■ **TASK INSTRUCTIONS**:
Output all of the entries below as a two-column CSV headed text,answer, with one row per entry holding its text and its answer. Put each in a single quoted field, replace line breaks with spaces, and leave out the pictures.

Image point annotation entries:
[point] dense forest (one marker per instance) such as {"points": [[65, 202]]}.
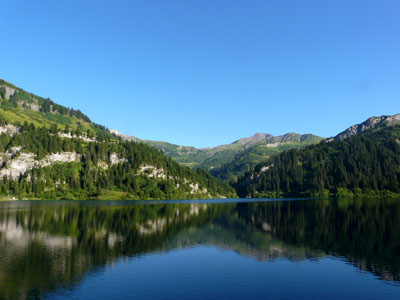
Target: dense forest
{"points": [[95, 176], [363, 165], [92, 163]]}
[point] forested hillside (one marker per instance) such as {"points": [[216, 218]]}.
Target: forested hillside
{"points": [[48, 151], [227, 162], [367, 164]]}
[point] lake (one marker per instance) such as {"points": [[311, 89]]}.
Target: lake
{"points": [[303, 249]]}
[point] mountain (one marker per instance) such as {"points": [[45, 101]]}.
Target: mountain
{"points": [[368, 124], [48, 151], [232, 160], [365, 164]]}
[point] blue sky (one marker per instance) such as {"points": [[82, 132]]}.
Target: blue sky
{"points": [[205, 73]]}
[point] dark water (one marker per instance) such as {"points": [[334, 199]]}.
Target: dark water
{"points": [[123, 250]]}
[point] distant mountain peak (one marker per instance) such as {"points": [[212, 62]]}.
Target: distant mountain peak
{"points": [[371, 122]]}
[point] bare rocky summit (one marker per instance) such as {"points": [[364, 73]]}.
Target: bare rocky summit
{"points": [[368, 124]]}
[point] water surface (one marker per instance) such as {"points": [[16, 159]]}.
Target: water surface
{"points": [[308, 249]]}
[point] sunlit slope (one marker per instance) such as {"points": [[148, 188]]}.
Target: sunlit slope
{"points": [[48, 151]]}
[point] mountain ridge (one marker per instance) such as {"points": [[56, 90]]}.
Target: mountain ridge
{"points": [[48, 151]]}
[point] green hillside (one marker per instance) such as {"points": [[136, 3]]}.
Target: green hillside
{"points": [[227, 162], [48, 151], [367, 164]]}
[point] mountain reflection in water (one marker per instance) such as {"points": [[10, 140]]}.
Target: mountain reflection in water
{"points": [[45, 246]]}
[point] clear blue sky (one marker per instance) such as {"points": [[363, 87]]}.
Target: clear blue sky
{"points": [[205, 73]]}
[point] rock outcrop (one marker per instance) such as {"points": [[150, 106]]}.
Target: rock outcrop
{"points": [[16, 163], [368, 124]]}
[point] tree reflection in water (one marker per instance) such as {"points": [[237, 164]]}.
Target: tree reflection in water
{"points": [[48, 245]]}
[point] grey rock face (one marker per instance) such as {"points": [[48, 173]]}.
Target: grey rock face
{"points": [[368, 124]]}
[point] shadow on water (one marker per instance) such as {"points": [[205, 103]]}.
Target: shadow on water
{"points": [[45, 246]]}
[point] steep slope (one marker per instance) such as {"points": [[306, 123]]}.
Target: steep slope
{"points": [[368, 124], [48, 151], [229, 161], [367, 164]]}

■ **WORKED SOLUTION**:
text,answer
"[point] dense forest (one marker per instance) such as {""points"": [[65, 202]]}. Target: dense forest","{""points"": [[95, 176], [363, 165], [92, 163]]}"
"[point] forested hillside (one marker per instance) such as {""points"": [[216, 218]]}. Target: forested hillside","{""points"": [[48, 151], [227, 162], [367, 164]]}"
"[point] lake (one marker per instance) such as {""points"": [[311, 89]]}. Target: lake","{""points"": [[303, 249]]}"
"[point] mountain (one marker per instance) such as {""points"": [[45, 101]]}. Target: mountain","{""points"": [[368, 124], [48, 151], [232, 160], [365, 164]]}"
"[point] blue sky (one marker per instance) such as {""points"": [[82, 132]]}. Target: blue sky","{""points"": [[205, 73]]}"
"[point] dark water (one marker per instance) such as {""points"": [[334, 199]]}. Target: dark water","{""points"": [[123, 250]]}"
"[point] distant mountain peak (one marker per instance) such as {""points"": [[212, 62]]}. Target: distant mountain peak","{""points"": [[371, 122]]}"
"[point] bare rocky summit (one marker per instance) such as {""points"": [[364, 73]]}. Target: bare rocky summit","{""points"": [[368, 124]]}"
"[point] water surface (one marker per instance) such as {""points"": [[16, 159]]}. Target: water surface","{""points"": [[308, 249]]}"
"[point] sunlit slope (one marker per instance) such as {""points"": [[148, 188]]}. Target: sunlit slope","{""points"": [[48, 151]]}"
"[point] mountain ridge (one marker per instance) such as {""points"": [[56, 90]]}. Target: mountain ridge","{""points"": [[48, 151]]}"
"[point] green hillside (one marker per instance) such as {""points"": [[136, 3]]}. Target: green hillside","{""points"": [[227, 162], [48, 151], [367, 164]]}"
"[point] mountain reflection in water (one marker per instance) such as {""points"": [[10, 140]]}. Target: mountain reflection in water","{""points"": [[45, 246]]}"
"[point] clear blue sky (one marker per instance) such as {""points"": [[363, 87]]}. Target: clear blue sky","{""points"": [[205, 73]]}"
"[point] rock outcrop (one marker per instance) such as {""points"": [[150, 106]]}. Target: rock outcrop","{""points"": [[16, 163], [368, 124]]}"
"[point] tree reflection in water (one marker per instance) such as {""points"": [[237, 164]]}. Target: tree reflection in water","{""points"": [[48, 245]]}"
"[point] grey rock face (one marker per instance) such as {""points"": [[48, 173]]}. Target: grey rock face","{""points"": [[368, 124]]}"
"[point] shadow on water (one marker per instance) such as {""points"": [[205, 103]]}. Target: shadow on water","{""points"": [[45, 246]]}"
"[point] steep slope (one marker per instance) such as {""points"": [[306, 123]]}. Target: steep slope","{""points"": [[368, 124], [48, 151], [229, 161], [367, 164]]}"